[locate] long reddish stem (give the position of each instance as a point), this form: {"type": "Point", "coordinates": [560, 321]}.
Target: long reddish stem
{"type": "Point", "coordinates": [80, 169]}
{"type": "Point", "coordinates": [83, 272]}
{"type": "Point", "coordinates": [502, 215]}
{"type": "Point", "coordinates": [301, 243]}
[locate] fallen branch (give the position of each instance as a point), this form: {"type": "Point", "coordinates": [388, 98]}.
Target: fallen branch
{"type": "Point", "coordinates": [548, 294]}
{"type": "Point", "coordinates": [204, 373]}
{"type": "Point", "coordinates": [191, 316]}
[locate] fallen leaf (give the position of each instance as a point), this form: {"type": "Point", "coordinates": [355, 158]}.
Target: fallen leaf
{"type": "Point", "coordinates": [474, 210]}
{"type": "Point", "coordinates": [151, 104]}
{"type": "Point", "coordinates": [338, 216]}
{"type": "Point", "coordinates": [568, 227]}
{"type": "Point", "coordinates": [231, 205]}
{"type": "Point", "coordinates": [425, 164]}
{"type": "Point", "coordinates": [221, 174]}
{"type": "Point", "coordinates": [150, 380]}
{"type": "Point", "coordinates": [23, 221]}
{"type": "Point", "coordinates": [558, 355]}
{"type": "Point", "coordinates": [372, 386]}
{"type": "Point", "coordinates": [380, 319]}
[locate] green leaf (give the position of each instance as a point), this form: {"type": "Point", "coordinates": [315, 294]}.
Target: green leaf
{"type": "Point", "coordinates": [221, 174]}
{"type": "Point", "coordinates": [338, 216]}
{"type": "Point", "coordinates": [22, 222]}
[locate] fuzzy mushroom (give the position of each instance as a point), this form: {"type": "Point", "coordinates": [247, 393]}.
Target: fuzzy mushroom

Task description: Copy the lines starting at the one containing "[locate] fallen branch" and ending with the last line, keeping every request as it stands. Shift each coordinate in the answers up by 124, leaving the numbers in the requests unchanged.

Response:
[locate] fallen branch (give the position of each instance as a point), this form: {"type": "Point", "coordinates": [388, 98]}.
Target: fallen branch
{"type": "Point", "coordinates": [672, 418]}
{"type": "Point", "coordinates": [328, 497]}
{"type": "Point", "coordinates": [315, 440]}
[locate] fallen leaf (give the position of each instance as a point), this form: {"type": "Point", "coordinates": [355, 158]}.
Target: fallen leaf
{"type": "Point", "coordinates": [598, 334]}
{"type": "Point", "coordinates": [275, 228]}
{"type": "Point", "coordinates": [462, 340]}
{"type": "Point", "coordinates": [692, 351]}
{"type": "Point", "coordinates": [355, 329]}
{"type": "Point", "coordinates": [549, 288]}
{"type": "Point", "coordinates": [345, 298]}
{"type": "Point", "coordinates": [274, 504]}
{"type": "Point", "coordinates": [147, 345]}
{"type": "Point", "coordinates": [682, 479]}
{"type": "Point", "coordinates": [496, 510]}
{"type": "Point", "coordinates": [504, 443]}
[locate] green leaf (give the position of each instance as a point), this form: {"type": "Point", "coordinates": [315, 294]}.
Target: green leaf
{"type": "Point", "coordinates": [345, 298]}
{"type": "Point", "coordinates": [462, 340]}
{"type": "Point", "coordinates": [146, 346]}
[locate] fuzzy mushroom (give the position of each instance as a point), this form: {"type": "Point", "coordinates": [247, 393]}.
Target: fuzzy mushroom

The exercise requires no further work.